Vorliegender Text ::
══════════
Essen. Seit 2000 hat das Ruhrgebiet ein Drittel der Industriearbeitsplätze verloren. Aus Sicht der Kammern gerät damit die gesamte Wirtschaft in Gefahr.

Die Industrie- und Handelskammern an der Ruhr warnen eindringlich vor einer weiteren Reduzierung der Industriearbeitsplätze im Ruhrgebiet. Ihren Zahlen zufolge hat die Branche seit der Jahrtausendwende fast jede dritte Stelle verloren. „Ein hoher Industriebesatz ist nicht nur ein stabilisierender Faktor, sondern geradezu der Motor für die Gesamtwirtschaft einer Region“, mahnte am Dienstag Gerald Püchel, Hauptgeschäftsführer der Essener IHK.

Den rasanten Schrumpfungsprozess der Industrie-Beschäftigung machen die Kammern auch dafür verantwortlich, dass der Rückgang der Arbeitslosigkeit und der Aufbau neuer Beschäftigung im Ruhrgebiet langsamer voran kommen als in anderen Regionen. Als Beispiele nennt Püchel den Kreis Borken, Ostwestfalen/Lippe und das Sauerland. Mit dem Zuwachs an Stellen in der Industrie sei dort auch das Bruttosozialprodukt spürbar stärker gestiegen als im Revier. „Das Ruhrgebiet hinkt deutlich hinterher“, urteilt der IHK-Manager und widerspricht damit ausdrücklich dem Chef der NRW-Agentur für Arbeit, Torsten Withake, der im WAZ-Interview erklärt hatte, das Ruhrgebiet werde mit der schrumpfenden Industrie krisenfester.

Auch interessant

Seit dem Jahr 2000 sind nach Zahlen des Statistischen Landesamts im Ruhrgebiet mehr als 115.000 industrielle Arbeitsplätze verloren gegangen. Und der Abbau geht weiter: Allein Thyssenkrupp Steel will 2800 Stellen streichen. Die Landeshauptstadt Düsseldorf hat seit langem eine stärkere industrielle Basis als Essen. Vor zwei Jahren hat die Gesundheitswirtschaft im Revier erstmals die Industrie als größter Arbeitgeber überholt.

Jutta Kruft-Lohrengel, Präsidentin der IHK für Essen, Oberhausen und Mülheim.
Jutta Kruft-Lohrengel, Präsidentin der IHK für Essen, Oberhausen und Mülheim. © FUNKE Foto Services | Vladimir Wegener

Püchel warnt davor, die Industrie „strukturell in Frage zu stellen“. Sie sei weiterhin wichtiger Auftraggeber für Dienstleistungs- und Handwerksbetriebe. Zudem weisen die Kammern darauf hin, dass es aufgrund der Gewerbeflächennot immer schwieriger werde, selbst kleinere verarbeitende und produzierende Firmen im Ruhrgebiet anzusiedeln. „Die Nachfrage gibt es. Expandierende Unternehmen aus dem Sauerland oder aus Ostwestfalen klopfen hier häufiger vergeblich an. Sie gehen dann nach Bayern oder Baden-Württemberg“, so Püchel. „Im Ruhrgebiet funktioniert das einfach nicht.“

Auch interessant

Dabei präsentiert sich die Ruhrwirtschaft in diesem Frühjahr trotz der bundesweiten konjunkturellen Eintrübung in robuster Verfassung. „Trotz zahlreicher Unsicherheiten melden die Unternehmen überwiegend eine gute Geschäftslage. Der Blick in die Zukunft bleibt jedoch verhalten“, sagt Jutta Kruft-Lohrengel, Präsidentin der IHK zu Essen. Sie legte am Dienstag die Ergebnisse einer Umfrage vor, an der sich rund 950 Unternehmen aus dem Ruhrgebiet mit mehr als 128.000 Beschäftigten beteiligten.
══════════
Auszüge aus Datensätzen ::
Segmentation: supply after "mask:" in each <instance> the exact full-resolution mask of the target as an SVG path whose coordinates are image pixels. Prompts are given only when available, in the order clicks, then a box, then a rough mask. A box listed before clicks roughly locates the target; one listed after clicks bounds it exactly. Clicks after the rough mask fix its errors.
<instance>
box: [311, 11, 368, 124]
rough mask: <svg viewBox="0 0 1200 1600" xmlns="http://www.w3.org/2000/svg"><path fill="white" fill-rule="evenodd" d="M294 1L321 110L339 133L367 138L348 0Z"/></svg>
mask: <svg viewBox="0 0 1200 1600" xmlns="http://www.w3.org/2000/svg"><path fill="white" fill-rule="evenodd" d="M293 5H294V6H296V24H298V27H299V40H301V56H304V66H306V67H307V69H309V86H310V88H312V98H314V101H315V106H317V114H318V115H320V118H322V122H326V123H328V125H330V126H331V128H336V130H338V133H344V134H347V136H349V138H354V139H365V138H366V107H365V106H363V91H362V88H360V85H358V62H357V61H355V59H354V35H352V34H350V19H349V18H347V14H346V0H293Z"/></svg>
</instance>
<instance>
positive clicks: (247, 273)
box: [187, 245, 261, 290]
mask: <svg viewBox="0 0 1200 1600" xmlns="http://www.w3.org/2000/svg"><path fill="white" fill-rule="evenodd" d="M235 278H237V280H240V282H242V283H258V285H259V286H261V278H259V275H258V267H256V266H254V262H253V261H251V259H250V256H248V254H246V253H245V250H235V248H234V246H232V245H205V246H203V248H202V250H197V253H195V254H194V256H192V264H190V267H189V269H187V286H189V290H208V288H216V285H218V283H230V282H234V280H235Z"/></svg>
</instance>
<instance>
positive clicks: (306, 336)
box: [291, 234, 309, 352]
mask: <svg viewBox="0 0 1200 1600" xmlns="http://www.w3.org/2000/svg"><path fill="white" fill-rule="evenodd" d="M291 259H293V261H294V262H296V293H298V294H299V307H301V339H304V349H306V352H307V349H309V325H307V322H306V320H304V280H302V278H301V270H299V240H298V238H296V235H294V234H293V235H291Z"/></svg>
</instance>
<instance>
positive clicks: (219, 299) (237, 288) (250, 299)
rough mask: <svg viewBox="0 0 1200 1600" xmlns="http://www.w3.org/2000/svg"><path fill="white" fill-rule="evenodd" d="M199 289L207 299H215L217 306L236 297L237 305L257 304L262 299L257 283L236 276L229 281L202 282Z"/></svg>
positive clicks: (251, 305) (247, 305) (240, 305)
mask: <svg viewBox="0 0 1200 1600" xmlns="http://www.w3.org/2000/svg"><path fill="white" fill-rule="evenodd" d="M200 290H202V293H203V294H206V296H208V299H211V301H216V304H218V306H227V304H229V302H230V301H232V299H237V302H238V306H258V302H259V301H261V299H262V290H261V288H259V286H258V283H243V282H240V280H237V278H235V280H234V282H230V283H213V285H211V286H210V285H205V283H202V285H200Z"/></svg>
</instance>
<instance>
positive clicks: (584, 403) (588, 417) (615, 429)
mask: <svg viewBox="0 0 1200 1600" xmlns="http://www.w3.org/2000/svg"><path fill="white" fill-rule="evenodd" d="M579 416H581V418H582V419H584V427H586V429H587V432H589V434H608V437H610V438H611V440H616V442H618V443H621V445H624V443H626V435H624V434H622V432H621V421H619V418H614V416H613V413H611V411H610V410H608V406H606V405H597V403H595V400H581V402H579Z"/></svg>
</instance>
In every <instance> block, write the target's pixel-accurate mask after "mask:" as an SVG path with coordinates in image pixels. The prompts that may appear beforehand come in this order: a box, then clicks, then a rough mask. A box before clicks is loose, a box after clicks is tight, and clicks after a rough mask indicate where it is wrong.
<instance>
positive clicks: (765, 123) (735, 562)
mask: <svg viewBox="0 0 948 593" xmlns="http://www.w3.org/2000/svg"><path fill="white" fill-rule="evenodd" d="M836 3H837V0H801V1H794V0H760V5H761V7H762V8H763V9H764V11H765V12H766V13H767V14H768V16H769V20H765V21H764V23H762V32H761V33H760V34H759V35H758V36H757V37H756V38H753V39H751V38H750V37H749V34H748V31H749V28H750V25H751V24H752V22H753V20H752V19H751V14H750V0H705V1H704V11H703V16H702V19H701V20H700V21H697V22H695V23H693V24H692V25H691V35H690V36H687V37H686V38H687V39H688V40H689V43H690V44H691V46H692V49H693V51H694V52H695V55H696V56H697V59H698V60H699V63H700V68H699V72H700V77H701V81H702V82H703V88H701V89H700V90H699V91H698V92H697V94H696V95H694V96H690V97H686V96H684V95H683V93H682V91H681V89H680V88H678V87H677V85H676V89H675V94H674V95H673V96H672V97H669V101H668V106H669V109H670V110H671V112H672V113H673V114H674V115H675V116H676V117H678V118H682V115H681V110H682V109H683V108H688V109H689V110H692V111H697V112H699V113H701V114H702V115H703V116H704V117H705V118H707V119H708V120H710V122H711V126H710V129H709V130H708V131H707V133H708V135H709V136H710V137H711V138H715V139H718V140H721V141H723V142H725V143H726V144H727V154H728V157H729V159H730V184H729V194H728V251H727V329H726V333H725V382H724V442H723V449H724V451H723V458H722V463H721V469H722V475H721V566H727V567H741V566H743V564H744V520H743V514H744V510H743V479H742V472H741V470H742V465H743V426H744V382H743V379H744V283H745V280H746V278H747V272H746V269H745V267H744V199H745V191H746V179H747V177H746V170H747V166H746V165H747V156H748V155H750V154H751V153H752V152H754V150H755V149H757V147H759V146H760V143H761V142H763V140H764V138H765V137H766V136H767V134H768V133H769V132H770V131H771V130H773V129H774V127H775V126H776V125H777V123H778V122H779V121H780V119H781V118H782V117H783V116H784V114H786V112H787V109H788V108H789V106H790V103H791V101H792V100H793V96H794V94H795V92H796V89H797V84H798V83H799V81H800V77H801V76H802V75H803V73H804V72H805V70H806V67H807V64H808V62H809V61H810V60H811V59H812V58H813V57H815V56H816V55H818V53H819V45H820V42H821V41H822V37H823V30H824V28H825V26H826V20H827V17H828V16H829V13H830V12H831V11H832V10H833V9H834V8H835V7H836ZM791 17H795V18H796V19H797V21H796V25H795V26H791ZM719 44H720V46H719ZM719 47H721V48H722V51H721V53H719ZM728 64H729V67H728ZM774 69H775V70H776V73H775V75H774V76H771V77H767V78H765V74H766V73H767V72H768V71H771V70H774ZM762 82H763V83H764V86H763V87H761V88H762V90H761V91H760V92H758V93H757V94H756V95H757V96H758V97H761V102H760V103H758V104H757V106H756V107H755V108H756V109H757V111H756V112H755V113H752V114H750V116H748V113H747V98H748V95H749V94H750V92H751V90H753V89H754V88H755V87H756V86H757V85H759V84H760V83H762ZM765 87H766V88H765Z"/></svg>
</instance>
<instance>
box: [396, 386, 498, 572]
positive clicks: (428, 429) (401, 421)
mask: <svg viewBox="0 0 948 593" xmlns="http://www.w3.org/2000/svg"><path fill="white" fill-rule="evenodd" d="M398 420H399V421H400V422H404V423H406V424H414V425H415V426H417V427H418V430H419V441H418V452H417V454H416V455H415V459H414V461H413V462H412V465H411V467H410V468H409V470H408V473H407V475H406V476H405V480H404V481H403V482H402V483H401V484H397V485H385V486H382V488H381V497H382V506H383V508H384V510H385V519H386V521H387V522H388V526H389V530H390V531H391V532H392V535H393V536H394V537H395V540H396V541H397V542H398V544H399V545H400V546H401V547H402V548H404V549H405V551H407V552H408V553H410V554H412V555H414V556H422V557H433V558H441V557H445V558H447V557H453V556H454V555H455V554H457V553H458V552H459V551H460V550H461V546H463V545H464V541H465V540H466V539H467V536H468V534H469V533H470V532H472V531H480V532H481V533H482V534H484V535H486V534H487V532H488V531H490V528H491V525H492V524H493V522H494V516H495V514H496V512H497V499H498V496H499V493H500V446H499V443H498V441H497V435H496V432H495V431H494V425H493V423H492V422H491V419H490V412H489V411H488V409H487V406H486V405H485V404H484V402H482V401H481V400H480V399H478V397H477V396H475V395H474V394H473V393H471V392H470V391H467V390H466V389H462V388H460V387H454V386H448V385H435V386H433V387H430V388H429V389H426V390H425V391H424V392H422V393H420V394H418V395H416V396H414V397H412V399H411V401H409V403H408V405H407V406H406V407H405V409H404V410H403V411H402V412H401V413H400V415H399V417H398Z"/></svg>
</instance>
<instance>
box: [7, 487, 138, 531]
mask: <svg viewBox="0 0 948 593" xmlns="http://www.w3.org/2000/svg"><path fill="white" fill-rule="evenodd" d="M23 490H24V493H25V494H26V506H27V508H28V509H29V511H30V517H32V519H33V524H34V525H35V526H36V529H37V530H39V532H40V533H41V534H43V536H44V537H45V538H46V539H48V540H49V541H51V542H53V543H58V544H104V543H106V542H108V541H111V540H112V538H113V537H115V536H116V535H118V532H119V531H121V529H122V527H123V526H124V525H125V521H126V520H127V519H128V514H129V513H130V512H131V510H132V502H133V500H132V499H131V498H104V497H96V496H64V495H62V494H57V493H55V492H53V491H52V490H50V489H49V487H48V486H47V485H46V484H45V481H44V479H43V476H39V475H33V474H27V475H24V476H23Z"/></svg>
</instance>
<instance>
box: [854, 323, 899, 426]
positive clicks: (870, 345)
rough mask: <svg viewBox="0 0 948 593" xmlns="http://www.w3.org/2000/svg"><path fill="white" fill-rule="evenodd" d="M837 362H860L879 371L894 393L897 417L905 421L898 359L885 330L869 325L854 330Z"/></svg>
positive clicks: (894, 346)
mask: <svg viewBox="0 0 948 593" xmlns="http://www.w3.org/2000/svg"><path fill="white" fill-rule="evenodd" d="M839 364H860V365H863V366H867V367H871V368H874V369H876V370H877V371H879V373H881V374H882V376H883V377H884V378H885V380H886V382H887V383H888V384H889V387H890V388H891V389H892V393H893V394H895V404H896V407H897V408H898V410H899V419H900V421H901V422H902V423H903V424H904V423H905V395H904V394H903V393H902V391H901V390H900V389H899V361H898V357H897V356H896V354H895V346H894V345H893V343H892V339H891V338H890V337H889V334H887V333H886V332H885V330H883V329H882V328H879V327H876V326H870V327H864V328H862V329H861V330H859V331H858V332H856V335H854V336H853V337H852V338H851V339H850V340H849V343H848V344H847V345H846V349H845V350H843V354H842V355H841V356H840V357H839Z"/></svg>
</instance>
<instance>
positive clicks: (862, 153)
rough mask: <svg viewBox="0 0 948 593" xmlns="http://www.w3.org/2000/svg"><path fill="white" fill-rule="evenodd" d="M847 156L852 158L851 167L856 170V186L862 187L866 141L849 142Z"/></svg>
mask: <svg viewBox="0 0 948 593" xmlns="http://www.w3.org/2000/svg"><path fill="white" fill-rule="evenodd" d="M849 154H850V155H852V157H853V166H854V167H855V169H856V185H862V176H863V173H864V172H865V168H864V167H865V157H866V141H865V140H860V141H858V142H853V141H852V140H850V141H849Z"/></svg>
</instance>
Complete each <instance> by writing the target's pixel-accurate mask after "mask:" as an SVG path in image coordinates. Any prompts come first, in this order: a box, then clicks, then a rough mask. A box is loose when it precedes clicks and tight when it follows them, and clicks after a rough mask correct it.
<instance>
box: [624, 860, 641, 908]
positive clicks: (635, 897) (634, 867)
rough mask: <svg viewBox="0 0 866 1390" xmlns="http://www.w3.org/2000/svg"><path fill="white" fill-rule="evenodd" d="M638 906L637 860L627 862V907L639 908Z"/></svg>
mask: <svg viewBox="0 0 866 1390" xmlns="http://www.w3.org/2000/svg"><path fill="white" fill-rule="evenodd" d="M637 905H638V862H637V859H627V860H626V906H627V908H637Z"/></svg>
══════════
Ihre Aufgaben ::
• 1. Beantworten Sie anhand des Artikels über die Industriearbeitsplätze im Ruhrgebiet kurz:
(a) Welche Funktion hat Gerald Püchel?
(b) Wie viele Stellen will Thyssenkrupp Steel streichen?
(c) Wie viele Unternehmen beteiligten sich an der Umfrage, deren Ergebnisse Jutta Kruft-Lohrengel vorlegte?
• 2. Nennen Sie alle Regionen, die Püchel im Artikel über die Industriearbeitsplätze im Ruhrgebiet als Beispiele für eine bessere Entwicklung als im Ruhrgebiet anführt.

Antworten je Aufgabe ::
• 1.
(a) Er ist Hauptgeschäftsführer der Essener IHK.
(b) 2800 Stellen.
(c) Rund 950 Unternehmen.

• 2.
- Kreis Borken
- Ostwestfalen/Lippe
- Sauerland